Raw records.
■ ■ ■ ■ ■

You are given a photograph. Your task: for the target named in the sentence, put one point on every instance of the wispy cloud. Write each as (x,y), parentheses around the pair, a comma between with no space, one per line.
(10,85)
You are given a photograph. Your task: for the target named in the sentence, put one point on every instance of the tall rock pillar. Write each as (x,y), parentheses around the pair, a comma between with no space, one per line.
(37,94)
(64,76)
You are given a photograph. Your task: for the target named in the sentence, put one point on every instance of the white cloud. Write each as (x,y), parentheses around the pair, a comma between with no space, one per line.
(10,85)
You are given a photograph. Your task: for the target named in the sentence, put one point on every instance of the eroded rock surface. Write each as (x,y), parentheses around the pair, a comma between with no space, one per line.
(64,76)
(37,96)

■ ■ ■ ■ ■

Exercise instructions.
Write out again the stretch of lines from the one containing "of the white" through the last line above, requests included. Shift every point coordinate in the answers by adding 6 to it.

Complete output.
You are given a photograph. Your task: for the target named in the sentence, put one point on every instance of the white cloud. Write each as (x,y), parentheses around the pair, a comma between with no space, one per line.
(16,91)
You are given a photograph. Your task: for the target named in the sentence, put one point on every instance of the eroded rock surface. Write each as (x,y), parentheses around the pair, a comma between with no space, one per line.
(70,82)
(43,102)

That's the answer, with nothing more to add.